━━━━━ Texte cité ━━━━━

Sa négligence est plus lourde, analyse le magistrat, en sa qualité de « professionnel » qui intervenait de plus « dans un domaine où il n’avait aucune compétence ». Ses diplômes ? « Technicien de maintenance en électricité et électronique grand public. Il n’a pas de formation particulière pour intervenir sur les installations de gaz. »

Interdiction d’exercer

Éric Duloquin ne boit plus depuis le drame. Le procureur-adjoint requiert deux ans de prison intégralement assortis d’un sursis avec mise à l’épreuve et obligation de soins, « sanction adaptée à sa personnalité pour lui permettre, avec cette abstinence nouvelle, de reprendre pied dans la vie ». Contre Jean-Robert Augustin, il réclame trois ans d’emprisonnement également couverts d’un sursis avec mise à l’épreuve, et « l’interdiction définitive d’exercer toute activité professionnelle et bénévole dans le domaine des travaux de second œuvre du bâtiment ».

━━━━━ Données fournies ━━━━━

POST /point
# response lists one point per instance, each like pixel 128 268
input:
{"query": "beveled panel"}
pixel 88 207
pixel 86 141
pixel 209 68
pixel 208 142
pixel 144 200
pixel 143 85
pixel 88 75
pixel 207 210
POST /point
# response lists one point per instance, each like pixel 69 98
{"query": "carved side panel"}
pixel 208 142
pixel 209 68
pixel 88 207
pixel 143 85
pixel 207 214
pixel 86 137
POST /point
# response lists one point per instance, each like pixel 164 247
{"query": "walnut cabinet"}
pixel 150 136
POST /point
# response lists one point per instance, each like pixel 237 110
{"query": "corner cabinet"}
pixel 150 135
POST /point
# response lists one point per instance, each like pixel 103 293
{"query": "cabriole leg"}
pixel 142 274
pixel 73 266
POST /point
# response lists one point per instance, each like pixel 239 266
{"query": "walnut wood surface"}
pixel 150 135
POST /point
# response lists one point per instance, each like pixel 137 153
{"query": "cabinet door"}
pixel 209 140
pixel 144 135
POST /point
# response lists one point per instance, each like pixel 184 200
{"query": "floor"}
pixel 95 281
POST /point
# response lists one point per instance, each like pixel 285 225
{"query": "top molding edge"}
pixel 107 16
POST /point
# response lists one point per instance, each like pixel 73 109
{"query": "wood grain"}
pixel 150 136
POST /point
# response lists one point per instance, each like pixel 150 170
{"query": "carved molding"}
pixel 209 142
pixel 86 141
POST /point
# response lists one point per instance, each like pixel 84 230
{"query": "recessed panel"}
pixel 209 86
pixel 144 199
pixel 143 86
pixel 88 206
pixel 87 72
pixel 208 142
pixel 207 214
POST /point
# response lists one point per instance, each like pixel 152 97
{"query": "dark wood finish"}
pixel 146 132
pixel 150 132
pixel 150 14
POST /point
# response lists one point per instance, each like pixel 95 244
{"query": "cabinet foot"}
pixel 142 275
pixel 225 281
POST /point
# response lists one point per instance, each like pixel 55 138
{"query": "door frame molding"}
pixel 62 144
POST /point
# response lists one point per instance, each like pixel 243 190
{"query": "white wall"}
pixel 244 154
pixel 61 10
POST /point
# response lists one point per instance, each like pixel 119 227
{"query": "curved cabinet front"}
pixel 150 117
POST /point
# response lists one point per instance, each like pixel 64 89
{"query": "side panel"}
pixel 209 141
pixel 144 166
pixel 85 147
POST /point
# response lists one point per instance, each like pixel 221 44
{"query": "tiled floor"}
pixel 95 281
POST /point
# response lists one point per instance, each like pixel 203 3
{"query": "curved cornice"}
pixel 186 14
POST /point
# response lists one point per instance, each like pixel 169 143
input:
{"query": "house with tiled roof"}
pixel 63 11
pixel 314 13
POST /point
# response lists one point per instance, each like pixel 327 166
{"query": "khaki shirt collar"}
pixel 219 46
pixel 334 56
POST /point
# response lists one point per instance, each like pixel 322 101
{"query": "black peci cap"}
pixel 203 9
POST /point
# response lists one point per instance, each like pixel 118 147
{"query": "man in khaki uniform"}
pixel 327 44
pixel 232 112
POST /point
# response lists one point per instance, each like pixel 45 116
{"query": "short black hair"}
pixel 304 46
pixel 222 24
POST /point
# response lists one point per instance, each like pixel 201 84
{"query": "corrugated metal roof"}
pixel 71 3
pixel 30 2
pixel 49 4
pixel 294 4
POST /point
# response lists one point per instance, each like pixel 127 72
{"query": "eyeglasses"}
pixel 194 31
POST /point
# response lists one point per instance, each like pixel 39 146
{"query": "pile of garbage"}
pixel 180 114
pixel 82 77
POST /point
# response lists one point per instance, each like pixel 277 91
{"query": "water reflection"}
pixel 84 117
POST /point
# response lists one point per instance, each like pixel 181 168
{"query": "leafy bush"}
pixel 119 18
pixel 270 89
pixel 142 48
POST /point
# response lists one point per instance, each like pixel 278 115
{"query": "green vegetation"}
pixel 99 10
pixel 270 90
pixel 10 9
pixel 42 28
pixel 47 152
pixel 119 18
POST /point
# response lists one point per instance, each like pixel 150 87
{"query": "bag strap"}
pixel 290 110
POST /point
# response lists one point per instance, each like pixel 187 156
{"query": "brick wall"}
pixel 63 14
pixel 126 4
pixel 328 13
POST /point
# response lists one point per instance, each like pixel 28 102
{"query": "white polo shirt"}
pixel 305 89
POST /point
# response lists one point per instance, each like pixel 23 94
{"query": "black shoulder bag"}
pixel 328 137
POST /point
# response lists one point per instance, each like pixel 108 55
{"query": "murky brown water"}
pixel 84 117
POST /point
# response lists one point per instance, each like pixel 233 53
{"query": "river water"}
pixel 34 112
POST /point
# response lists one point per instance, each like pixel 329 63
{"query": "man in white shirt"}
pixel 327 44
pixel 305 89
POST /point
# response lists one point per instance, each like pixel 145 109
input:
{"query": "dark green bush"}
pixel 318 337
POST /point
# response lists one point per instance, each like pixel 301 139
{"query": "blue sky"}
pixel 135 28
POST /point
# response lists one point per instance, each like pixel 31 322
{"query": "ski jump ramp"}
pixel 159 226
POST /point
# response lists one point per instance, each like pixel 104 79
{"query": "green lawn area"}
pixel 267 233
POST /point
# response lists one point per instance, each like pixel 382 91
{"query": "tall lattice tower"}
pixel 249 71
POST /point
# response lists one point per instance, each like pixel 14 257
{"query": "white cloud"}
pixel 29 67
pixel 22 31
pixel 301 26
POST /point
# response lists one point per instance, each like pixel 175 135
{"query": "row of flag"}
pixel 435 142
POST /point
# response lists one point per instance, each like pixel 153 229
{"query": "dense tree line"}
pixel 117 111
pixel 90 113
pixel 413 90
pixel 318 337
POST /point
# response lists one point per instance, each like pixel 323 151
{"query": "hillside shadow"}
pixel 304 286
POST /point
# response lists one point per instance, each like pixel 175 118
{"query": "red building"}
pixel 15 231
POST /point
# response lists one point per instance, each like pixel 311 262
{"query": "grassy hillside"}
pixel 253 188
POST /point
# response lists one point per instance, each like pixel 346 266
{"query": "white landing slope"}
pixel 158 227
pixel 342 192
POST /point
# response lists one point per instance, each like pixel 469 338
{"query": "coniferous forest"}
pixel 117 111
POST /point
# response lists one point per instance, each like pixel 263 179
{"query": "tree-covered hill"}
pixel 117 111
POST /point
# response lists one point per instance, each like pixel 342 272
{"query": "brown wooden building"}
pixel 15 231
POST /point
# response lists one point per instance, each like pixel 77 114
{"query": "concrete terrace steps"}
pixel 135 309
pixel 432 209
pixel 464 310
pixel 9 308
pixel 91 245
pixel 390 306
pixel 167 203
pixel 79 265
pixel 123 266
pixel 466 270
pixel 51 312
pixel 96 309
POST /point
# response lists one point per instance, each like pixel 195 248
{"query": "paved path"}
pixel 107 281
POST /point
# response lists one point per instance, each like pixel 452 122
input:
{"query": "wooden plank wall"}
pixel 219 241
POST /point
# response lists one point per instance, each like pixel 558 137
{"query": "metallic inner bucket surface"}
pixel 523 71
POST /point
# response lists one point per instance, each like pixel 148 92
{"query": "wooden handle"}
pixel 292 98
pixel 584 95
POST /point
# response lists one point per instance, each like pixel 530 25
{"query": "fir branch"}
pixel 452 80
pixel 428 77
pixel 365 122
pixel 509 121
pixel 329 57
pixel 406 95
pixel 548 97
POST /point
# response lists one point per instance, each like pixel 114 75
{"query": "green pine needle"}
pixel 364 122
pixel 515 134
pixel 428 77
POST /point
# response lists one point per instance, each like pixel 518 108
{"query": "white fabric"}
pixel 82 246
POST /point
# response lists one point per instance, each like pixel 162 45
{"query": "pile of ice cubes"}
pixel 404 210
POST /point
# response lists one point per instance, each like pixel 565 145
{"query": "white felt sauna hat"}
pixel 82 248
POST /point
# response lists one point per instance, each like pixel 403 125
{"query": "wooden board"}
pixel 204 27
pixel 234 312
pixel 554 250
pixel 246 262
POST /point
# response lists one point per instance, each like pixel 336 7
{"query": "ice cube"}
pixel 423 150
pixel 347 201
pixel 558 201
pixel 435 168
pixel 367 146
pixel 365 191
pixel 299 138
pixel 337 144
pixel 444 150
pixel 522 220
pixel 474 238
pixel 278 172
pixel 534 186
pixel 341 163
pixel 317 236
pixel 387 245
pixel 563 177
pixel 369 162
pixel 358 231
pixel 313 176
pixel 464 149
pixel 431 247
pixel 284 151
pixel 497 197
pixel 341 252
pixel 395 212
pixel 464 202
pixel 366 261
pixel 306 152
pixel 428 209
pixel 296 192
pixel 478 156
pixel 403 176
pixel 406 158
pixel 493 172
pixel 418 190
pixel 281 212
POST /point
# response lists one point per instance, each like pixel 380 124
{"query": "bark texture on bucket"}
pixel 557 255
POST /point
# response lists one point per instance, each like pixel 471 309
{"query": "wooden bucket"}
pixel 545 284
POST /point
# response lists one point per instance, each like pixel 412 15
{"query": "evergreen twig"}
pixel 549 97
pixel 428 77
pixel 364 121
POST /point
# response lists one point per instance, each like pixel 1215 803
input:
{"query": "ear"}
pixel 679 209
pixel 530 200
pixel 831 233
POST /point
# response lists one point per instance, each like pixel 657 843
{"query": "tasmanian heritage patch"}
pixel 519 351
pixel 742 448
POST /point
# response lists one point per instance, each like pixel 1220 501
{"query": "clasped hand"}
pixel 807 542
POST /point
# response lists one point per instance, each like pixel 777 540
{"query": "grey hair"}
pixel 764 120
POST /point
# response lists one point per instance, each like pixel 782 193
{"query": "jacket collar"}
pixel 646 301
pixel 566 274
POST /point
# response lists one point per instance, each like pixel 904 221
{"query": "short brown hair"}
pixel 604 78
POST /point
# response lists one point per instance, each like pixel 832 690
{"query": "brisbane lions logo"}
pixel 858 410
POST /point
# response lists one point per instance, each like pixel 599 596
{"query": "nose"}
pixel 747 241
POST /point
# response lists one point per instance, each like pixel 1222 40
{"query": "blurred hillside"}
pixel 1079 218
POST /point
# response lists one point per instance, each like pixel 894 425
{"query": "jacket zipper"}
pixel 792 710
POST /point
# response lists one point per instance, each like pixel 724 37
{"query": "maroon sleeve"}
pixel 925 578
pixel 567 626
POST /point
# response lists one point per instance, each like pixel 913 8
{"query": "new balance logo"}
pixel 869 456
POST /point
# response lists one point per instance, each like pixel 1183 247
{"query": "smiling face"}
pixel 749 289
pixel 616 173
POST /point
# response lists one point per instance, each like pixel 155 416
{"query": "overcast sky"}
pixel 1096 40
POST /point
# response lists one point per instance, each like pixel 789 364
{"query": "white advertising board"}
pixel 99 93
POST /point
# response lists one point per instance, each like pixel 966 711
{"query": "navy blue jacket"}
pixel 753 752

━━━━━

= Consigne =
Rédigez la suite du compte rendu d'audience, en reprenant juste après sa dernière phrase. Les lignes n'ont aucun rapport avec le texte cité.

= Résultat de l'exercice =
« La condamnation, elle est déjà là ! Elle a été prononcée le 3 avril 2013 », assène son avocat, Me Simon Miravete. « Depuis ce jour, socialement, il est mort ! Il est déjà puni ! » Et pourtant non coupable, plaide-t-il. Joignant sa parole à celles de Mes Christine Cordier-Dumetz et Pierre Vandenbussche, conseils respectifs d’Éric Duloquin et de la compagnie Axa, assureur du locataire contre laquelle elle se retourne, Me Miravete dénonce une « enquête insuffisante » et « une absence de rigueur » dans le travail de l’expert : le tuyau « position grande ouverte, non bouchonné » découvert dans les décombres « n’a pas été formellement identifié comme étant celui qui équipait l’appartement d’Éric Duloquin ». Il pourrait provenir d’un autre appartement. Même imprécision, assure la défense, sur l’origine de la fuite de gaz qui aurait pu survenir en un autre point de l’immeuble. Et aucune preuve, au cas où il s’agirait du bon tuyau, qu’il a été ouvert par Eric Duloquin, ajoute Me Cordier-Dumetz. Avant de laisser le tribunal mettre son jugement en délibéré au 4 juillet, elle a proposé d’« observer une minute de silence en mémoire des victimes ». « Hors de propos ! », ont sèchement refusé les avocats des parties civiles pendant que plusieurs proches des défunts quittaient leurs bancs de colère.